§ **Task input**:
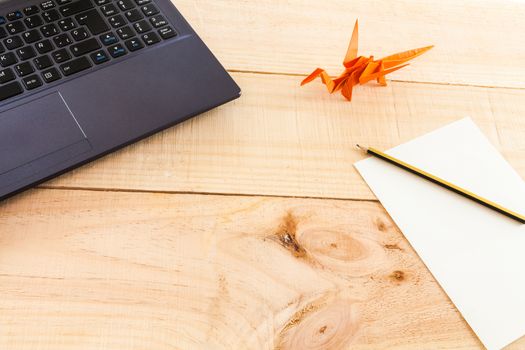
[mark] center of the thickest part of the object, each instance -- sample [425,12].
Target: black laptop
[82,78]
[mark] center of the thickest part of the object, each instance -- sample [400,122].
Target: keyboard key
[51,75]
[32,36]
[32,82]
[75,7]
[49,30]
[125,33]
[51,15]
[6,75]
[62,40]
[46,5]
[109,10]
[117,51]
[158,21]
[117,21]
[66,24]
[13,42]
[26,53]
[13,16]
[125,5]
[99,57]
[108,39]
[134,44]
[15,27]
[167,33]
[24,69]
[61,56]
[79,34]
[150,38]
[31,10]
[75,66]
[142,26]
[84,47]
[33,21]
[93,20]
[44,46]
[7,59]
[134,15]
[10,90]
[149,10]
[42,62]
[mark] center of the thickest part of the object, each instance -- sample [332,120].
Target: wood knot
[381,226]
[287,236]
[321,326]
[398,276]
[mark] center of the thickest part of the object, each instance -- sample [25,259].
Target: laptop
[82,78]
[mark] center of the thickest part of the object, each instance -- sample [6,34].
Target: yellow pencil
[443,183]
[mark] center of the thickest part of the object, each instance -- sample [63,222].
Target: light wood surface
[247,227]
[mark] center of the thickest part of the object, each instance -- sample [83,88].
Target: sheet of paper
[476,254]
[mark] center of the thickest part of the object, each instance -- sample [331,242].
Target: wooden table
[247,227]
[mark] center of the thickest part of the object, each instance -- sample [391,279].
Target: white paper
[475,253]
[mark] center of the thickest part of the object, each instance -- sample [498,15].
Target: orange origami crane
[360,70]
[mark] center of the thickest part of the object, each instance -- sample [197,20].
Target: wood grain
[296,36]
[158,271]
[280,139]
[112,265]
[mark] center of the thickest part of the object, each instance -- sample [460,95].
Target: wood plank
[94,270]
[297,36]
[280,139]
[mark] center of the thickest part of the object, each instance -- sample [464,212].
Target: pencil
[443,183]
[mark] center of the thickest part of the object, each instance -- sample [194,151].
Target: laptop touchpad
[35,130]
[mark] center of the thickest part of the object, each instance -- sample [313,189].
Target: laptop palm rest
[36,135]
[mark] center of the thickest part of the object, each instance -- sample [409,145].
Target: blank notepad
[476,254]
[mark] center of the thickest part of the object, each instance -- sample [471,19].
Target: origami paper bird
[360,70]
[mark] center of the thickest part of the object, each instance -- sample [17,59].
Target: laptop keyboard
[54,39]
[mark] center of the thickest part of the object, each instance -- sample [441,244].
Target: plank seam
[225,194]
[391,80]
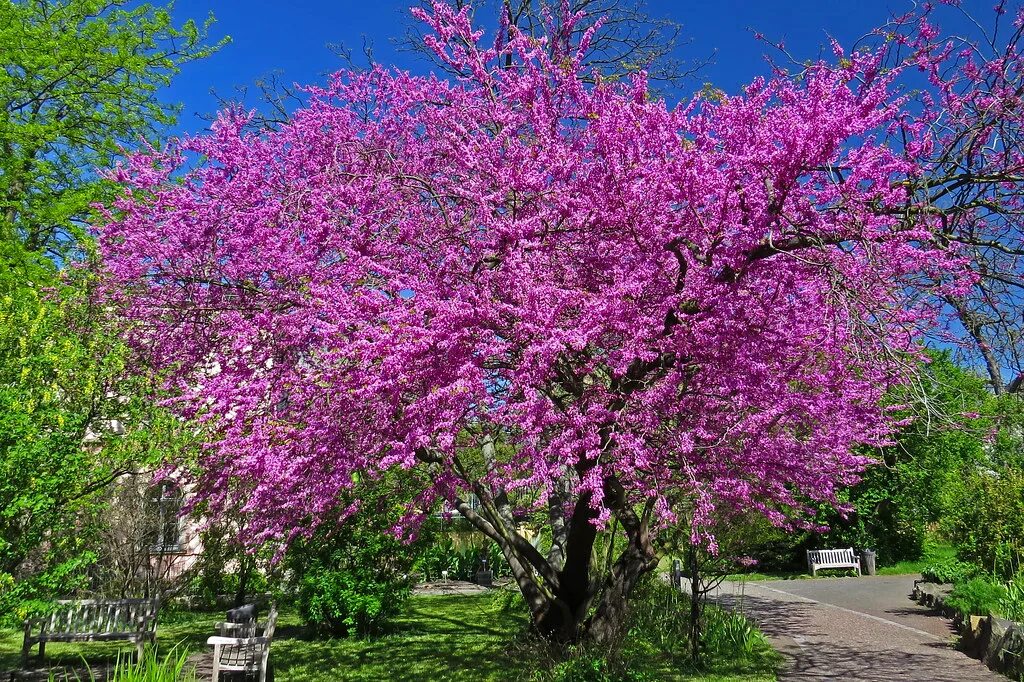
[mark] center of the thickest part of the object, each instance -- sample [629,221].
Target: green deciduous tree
[954,423]
[73,420]
[80,80]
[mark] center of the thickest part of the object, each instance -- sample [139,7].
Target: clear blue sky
[292,38]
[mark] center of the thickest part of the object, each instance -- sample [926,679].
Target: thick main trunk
[582,608]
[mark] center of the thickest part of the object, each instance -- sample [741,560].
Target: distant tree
[81,80]
[951,417]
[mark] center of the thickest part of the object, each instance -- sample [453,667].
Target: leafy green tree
[80,81]
[352,577]
[73,420]
[950,413]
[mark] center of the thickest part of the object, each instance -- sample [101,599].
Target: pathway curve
[855,629]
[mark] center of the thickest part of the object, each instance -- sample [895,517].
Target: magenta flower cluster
[704,304]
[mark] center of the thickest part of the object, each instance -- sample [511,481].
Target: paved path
[863,629]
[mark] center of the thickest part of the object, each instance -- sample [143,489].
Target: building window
[166,510]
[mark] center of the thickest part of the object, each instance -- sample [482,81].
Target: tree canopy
[542,289]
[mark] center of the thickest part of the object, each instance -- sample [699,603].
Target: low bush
[1012,605]
[346,601]
[660,619]
[151,668]
[461,560]
[949,571]
[979,596]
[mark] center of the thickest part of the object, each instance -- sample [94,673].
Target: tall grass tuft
[151,668]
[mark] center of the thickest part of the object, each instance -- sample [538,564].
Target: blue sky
[292,38]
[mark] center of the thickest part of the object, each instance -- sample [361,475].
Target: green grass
[452,637]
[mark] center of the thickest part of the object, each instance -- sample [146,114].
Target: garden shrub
[352,578]
[460,559]
[986,519]
[354,600]
[660,616]
[1012,606]
[979,596]
[952,570]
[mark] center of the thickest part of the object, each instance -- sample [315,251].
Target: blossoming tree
[560,297]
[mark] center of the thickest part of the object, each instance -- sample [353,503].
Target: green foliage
[80,81]
[907,489]
[350,601]
[660,619]
[509,599]
[979,596]
[172,668]
[986,519]
[949,571]
[461,557]
[66,386]
[353,578]
[1012,605]
[585,665]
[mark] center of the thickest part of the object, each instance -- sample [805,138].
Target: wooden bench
[244,651]
[93,621]
[845,558]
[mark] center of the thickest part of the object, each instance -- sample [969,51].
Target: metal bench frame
[839,558]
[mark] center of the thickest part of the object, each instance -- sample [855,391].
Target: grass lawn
[452,637]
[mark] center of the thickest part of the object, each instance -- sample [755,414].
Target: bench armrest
[217,640]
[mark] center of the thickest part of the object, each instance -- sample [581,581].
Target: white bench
[845,558]
[243,652]
[93,621]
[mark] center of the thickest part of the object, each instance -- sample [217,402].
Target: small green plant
[509,599]
[951,570]
[979,596]
[151,668]
[349,601]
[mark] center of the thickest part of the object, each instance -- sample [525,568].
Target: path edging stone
[997,643]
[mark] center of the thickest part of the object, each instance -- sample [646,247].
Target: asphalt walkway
[855,629]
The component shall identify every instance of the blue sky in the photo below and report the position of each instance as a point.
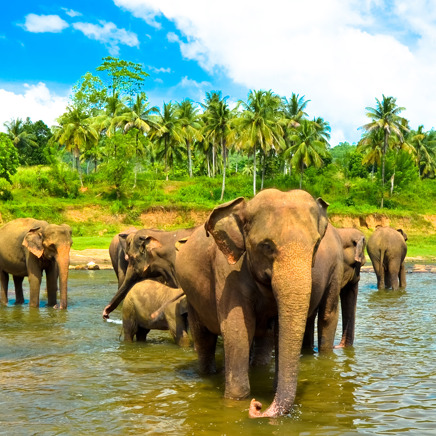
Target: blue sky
(340, 54)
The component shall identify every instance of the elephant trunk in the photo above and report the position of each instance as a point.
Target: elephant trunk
(130, 279)
(292, 284)
(63, 262)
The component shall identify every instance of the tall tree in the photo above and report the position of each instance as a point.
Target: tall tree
(308, 148)
(126, 77)
(76, 131)
(385, 117)
(190, 123)
(167, 136)
(21, 138)
(259, 126)
(140, 119)
(218, 129)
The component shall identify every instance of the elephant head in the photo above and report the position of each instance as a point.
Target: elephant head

§ **Work to complete**: Only these lines belong in the answer: the first line of the listing above through the line holding "-- sample [400,122].", printed exactly and without pictures.

§ **Exercise response**:
[mark] center of the thickest part of the object, each instance -- sample [425,12].
Target: black laptop
[82,78]
[mark] center of the thickest part of the object, each instance -- sample [400,122].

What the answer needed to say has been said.